- [Short problem] Rewrite every line of the records below with "Put one point per instance" changed to "Mark one point for each instance", leaving everything else as it is. Omit the pictures from your answer.

--- start ---

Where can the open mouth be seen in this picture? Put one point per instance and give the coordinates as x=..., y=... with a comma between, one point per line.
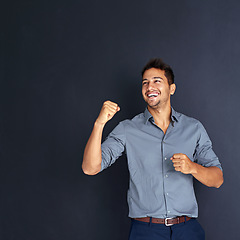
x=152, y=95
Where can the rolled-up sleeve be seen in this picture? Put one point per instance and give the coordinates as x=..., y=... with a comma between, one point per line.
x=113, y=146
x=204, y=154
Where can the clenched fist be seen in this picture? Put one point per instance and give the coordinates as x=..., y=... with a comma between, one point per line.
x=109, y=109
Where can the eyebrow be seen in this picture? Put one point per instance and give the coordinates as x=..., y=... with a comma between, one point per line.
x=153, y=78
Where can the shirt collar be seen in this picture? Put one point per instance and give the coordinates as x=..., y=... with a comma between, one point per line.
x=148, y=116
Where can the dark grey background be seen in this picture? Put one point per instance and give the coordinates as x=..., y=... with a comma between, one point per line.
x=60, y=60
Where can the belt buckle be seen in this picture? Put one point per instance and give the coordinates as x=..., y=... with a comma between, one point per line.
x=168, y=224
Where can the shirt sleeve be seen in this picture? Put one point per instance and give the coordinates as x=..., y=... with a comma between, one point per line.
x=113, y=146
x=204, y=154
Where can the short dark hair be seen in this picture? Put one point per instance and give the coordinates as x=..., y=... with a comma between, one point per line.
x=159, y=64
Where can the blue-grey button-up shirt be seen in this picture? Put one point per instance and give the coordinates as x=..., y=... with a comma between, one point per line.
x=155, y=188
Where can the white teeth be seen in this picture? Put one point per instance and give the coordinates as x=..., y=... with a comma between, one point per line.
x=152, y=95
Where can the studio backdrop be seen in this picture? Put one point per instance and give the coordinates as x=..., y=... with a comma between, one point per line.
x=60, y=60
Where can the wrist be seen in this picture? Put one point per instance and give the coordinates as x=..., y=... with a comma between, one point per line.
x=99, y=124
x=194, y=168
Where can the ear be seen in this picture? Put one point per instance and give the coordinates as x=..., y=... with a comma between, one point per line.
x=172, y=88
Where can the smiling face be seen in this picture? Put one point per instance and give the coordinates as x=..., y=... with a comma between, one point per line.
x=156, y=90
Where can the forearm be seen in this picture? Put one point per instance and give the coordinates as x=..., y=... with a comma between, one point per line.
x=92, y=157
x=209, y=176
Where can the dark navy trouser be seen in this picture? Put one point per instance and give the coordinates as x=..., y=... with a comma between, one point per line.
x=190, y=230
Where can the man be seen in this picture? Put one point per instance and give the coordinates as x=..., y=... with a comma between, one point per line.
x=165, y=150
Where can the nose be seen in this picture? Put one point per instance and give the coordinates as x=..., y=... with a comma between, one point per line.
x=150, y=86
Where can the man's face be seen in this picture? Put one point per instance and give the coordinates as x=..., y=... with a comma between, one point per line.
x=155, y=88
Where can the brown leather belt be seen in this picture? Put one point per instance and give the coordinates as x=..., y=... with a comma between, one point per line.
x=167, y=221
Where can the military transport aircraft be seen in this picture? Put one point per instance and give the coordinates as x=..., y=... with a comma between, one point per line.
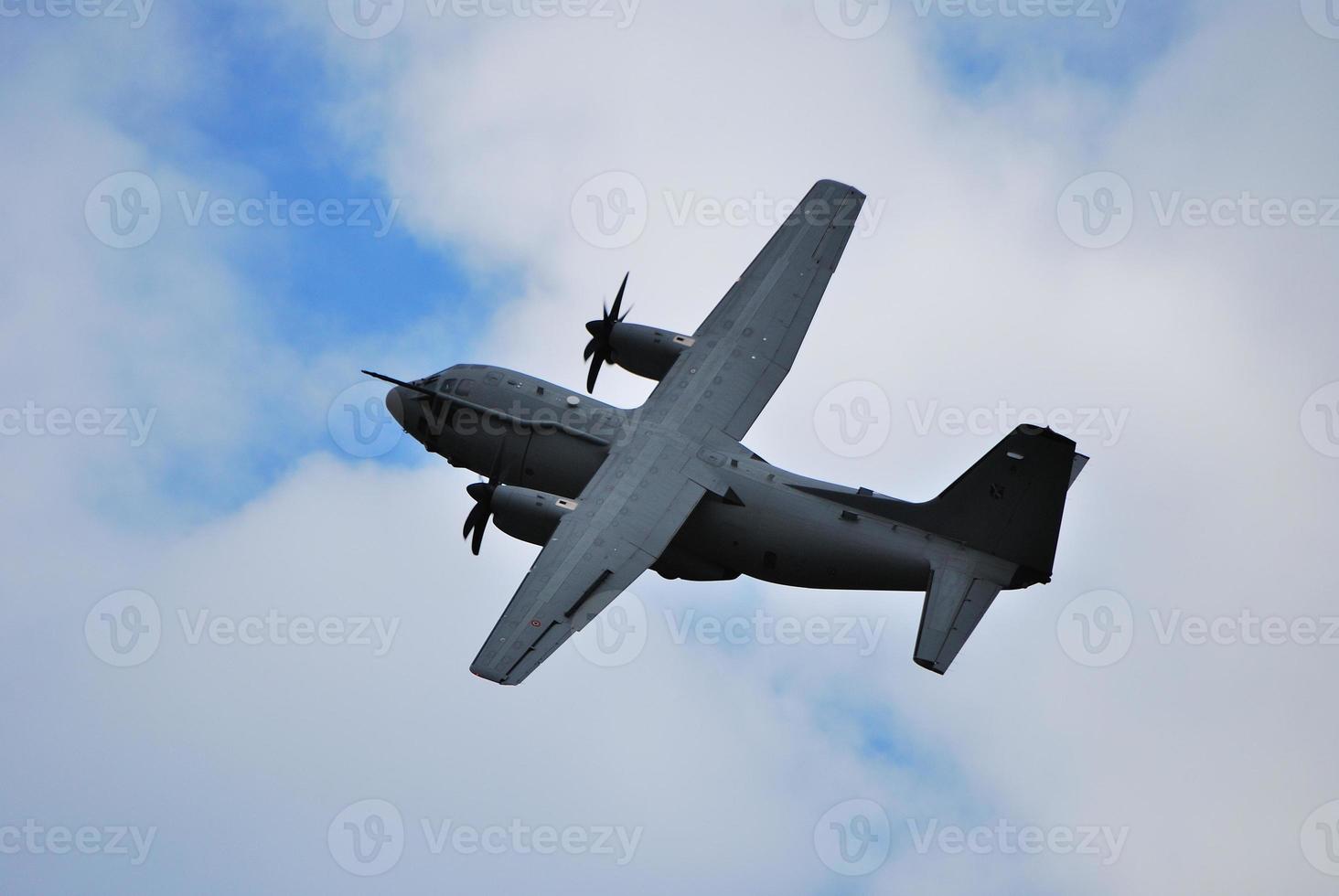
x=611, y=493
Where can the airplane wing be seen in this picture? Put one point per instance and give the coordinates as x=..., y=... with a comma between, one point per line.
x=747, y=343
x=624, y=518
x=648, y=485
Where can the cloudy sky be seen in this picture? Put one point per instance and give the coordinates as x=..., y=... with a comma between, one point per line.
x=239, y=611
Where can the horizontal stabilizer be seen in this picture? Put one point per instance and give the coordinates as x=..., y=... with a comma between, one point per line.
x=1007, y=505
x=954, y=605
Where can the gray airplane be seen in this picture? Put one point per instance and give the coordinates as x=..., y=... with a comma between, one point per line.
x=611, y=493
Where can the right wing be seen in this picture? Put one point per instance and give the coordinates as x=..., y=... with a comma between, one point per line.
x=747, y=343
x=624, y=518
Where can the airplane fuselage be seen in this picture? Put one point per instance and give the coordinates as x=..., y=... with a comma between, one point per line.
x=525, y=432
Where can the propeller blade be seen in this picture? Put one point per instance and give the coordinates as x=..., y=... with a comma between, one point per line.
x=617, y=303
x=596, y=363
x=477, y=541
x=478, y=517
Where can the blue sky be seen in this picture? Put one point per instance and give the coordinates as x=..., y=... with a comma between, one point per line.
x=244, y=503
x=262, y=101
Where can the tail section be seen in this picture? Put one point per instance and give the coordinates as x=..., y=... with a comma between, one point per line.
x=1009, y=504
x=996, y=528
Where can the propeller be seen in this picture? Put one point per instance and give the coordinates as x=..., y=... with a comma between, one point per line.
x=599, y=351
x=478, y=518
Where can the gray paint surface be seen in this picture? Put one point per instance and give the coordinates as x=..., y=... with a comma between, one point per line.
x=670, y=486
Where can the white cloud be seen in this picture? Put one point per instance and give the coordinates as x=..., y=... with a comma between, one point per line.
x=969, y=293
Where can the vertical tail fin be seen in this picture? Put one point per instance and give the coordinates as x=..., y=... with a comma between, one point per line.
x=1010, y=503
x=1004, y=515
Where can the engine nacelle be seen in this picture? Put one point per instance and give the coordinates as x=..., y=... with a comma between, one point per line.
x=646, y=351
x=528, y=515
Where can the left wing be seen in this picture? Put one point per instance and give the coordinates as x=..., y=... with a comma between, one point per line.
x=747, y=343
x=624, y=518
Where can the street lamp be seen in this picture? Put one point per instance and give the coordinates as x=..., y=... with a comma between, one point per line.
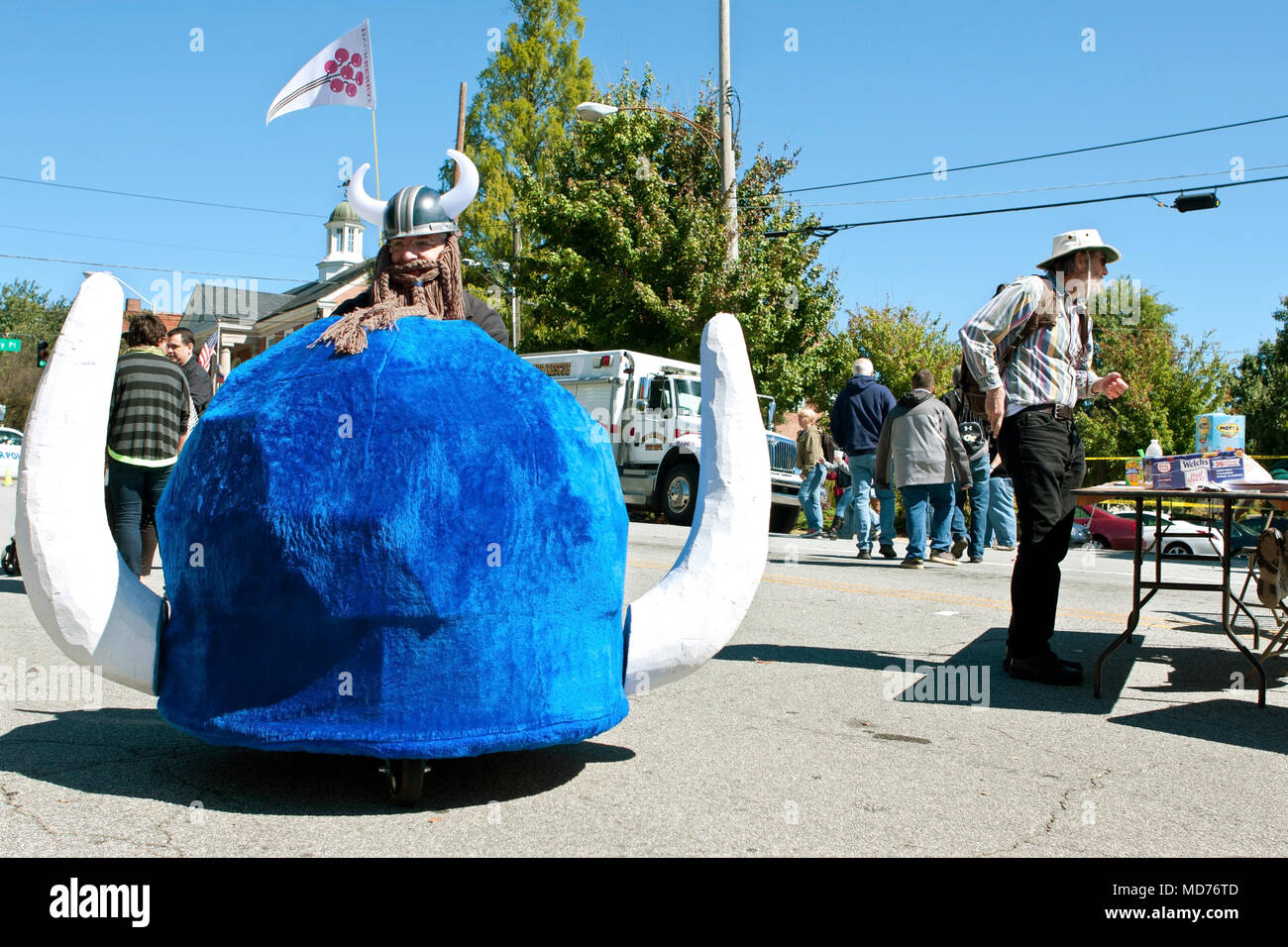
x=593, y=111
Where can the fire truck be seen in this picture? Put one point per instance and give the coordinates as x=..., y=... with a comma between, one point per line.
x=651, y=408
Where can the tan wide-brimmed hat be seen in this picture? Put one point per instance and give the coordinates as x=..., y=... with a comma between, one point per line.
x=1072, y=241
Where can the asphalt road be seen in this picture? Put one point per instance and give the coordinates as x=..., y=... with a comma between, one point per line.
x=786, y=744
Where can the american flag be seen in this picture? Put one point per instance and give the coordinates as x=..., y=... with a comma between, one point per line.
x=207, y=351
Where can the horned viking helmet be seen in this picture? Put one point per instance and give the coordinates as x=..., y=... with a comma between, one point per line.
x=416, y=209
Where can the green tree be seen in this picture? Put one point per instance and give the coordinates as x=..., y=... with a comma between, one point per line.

--- end ---

- [Exercise solution]
Where can the open mouth be seen in this picture? Mark one point for each instance and give the coordinates as x=..., y=... with a comma between, one point per line.
x=152, y=95
Where can the rolled-up sleeve be seen in this picture? Mark one point for each instance and give the coordinates as x=..., y=... with a comma between, one point per line.
x=113, y=146
x=204, y=154
Where can the clenched fist be seen in this picture? Mark one point for each instance and give the coordinates as x=..., y=... with a comma between, one point per line.
x=109, y=109
Where can the eyebrow be seen in this picture? Mark one point for each instance and give the coordinates as x=..., y=... with a comma between, one point per line.
x=153, y=78
Where can the shirt collar be seen in this picture? Mark one point for each instance and give the coordinates as x=..., y=... with a comma between, one point per line.
x=148, y=116
Where can the dark grey background be seen in this picture? Mark one point for each instance and give the coordinates as x=..., y=... with a comma between, one point per line.
x=60, y=60
Where can the belt buckle be seen in this picture? Mark one point for each instance and give the coordinates as x=..., y=... with a comma between, one point per line.
x=168, y=224
Where can the shirt sleeve be seen in this picture? Mark one point for each instance and give the coordinates as x=..., y=... with a comma between, one point per line.
x=113, y=146
x=204, y=154
Where can the short dark hair be seen in this picture? Mark one point for each instance and give the coordinates as x=..., y=... with a comma between, one point per line.
x=159, y=64
Where can the blue-grey button-up shirt be seen in this picture? Mark one point for each instance and give the coordinates as x=..., y=... with a comma between, one point per line.
x=155, y=188
Where can the white teeth be seen in this picture? Mark one point for each instance and give the coordinates as x=..., y=... with a comma between, one point per line.
x=152, y=95
Where can the studio backdrop be seen in this picture? Mark one point for each instance and give the coordinates as x=..., y=... with a comma between, one point per line.
x=60, y=60
Where can the wrist be seen in this picture? Mark one point for each instance and give the coordinates as x=..., y=... with a comma between, one point per line.
x=99, y=124
x=194, y=168
Where can the ear be seen in this picture? Mark one point for each instance and give the coordinates as x=..., y=... with a comma between, one point per line.
x=172, y=88
Where can the smiling face be seen in this picture? Mark one point for each instance and give the coordinates as x=..., y=... with a comma between, one point per line.
x=156, y=90
Where can the forearm be seen in this picture? Mark one point for each instance and give the coordinates as x=..., y=... with a comma between, one point per line.
x=92, y=157
x=209, y=176
Where can the dark navy trouser be seen in this picture? Mark one point for each instance and give the coordinates as x=..., y=... with a comma between, one point per line.
x=190, y=230
Where can the man be seen in this picture? Mark one point for each instance and give the coordinates as x=..., y=... with a comma between, one point per line.
x=165, y=150
Where can the nose be seen in this picture? Mark one point for each instance and give the coordinates as x=..., y=... with a comma between, one point per line.
x=150, y=86
Where can the man's face be seen in this picture? Mark one point for each instance and give the coordinates as x=..., y=... with a comma between, one point per line.
x=155, y=88
Where can the brown leather belt be seen in this picture? Mark one point for each instance and give the coordinates as x=..., y=... with a comma between, one point per line.
x=167, y=221
Where can the military transport aircraft be seen in this picture? Mark one point for each instance and give the coordinates as x=..., y=... with a comma between, one point per line.
x=611, y=493
Where can the airplane wing be seen in this picture? Mark one point for each instance and give the coordinates as x=..., y=... with a comma between, one point per line.
x=747, y=343
x=624, y=518
x=648, y=485
Where can the cloudy sky be seen in this picture? Mark one point for each instance and give the coordinates as x=..., y=... with a comma between, one point per line.
x=239, y=611
Where can the horizontal stabilizer be seen in this picture? Mark one point for each instance and give the coordinates as x=..., y=... with a comma between, one point per line.
x=1007, y=505
x=954, y=605
Where can the gray airplane be seen in this picture? Mark one point for each instance and give the coordinates as x=..., y=... with a comma between, one point per line.
x=611, y=493
Where can the right wing be seen in this picture? Mark one point for each instance and give the coordinates as x=..., y=... with a comma between, one point per line.
x=747, y=343
x=624, y=518
Where can the airplane fuselage be seen in this picture? Mark one point for each instance and give the coordinates as x=..., y=... with a comma between, one point per line.
x=525, y=432
Where can the propeller blade be seen in this picture? Mark one point for each instance and give the coordinates as x=..., y=... with a comma between, one point per line.
x=617, y=303
x=596, y=363
x=477, y=541
x=478, y=517
Where can the blue sky be seen in this picture? Mark one point for each instance and give the coordinates as x=..., y=... with a comma between, one point per line.
x=244, y=503
x=262, y=101
Where can the tail section be seen in this picture? Mark one point for each instance and give the coordinates as x=..., y=... with a comma between, one point per line.
x=1009, y=504
x=996, y=528
Where can the propeller be seen in this picture? Mark one point for each instance and give the coordinates as x=..., y=... with a comma between, one point per line.
x=599, y=351
x=478, y=518
Where can the gray paint surface be seen in this picture? Mark one point for each instance and give the coordinates as x=..., y=... with a comma between, one point per line.
x=670, y=486
Where can the white cloud be seen in this picture? Mark one point for each instance and give the coordinates as x=..., y=... with a comma between, one point per line.
x=969, y=293
Where can the vertical tail fin be seen in this picture? Mark one point for each instance and give the coordinates as x=..., y=... with a comma between, one point per line.
x=1010, y=503
x=1004, y=515
Where can the engine nacelle be seen in this picture? Mark one point for each instance and give the coordinates as x=..., y=... with a comma between, one point per line.
x=646, y=351
x=528, y=515
Where can the left wing be seen in this picture? Mark one point for each instance and give the coordinates as x=..., y=... with a comma between, one point per line.
x=747, y=343
x=624, y=518
Where can the street lamp be seen in this picture? Mark one point for each instance and give the coordinates as x=..., y=... with a comma between, one point per line.
x=593, y=111
Where can the fire truck be seen in this picture? Mark one point for each instance and give the coordinates as x=..., y=... with a comma between, one point per line.
x=651, y=408
Where can the tan wide-brimmed hat be seen in this picture? Mark one point for each instance and give the coordinates as x=..., y=... with a comma between, one point per line.
x=1072, y=241
Where can the asphalt road be seen in this picture? Mark one point for each instance and give the coordinates as x=..., y=... with a comma between, one point per line.
x=786, y=744
Where can the american flag be seen in this picture? Mark one point for each instance and give the coordinates as x=..., y=... with a comma between, one point per line.
x=207, y=351
Where can the horned viking helmet be seen in this picture? Mark one point for each instance and give the coordinates as x=..., y=... with a comma between, one point per line.
x=416, y=209
Where can the green tree be seen in this picture? Mark one point for each instance and give the coordinates as x=..., y=... with a comma between, one point per line.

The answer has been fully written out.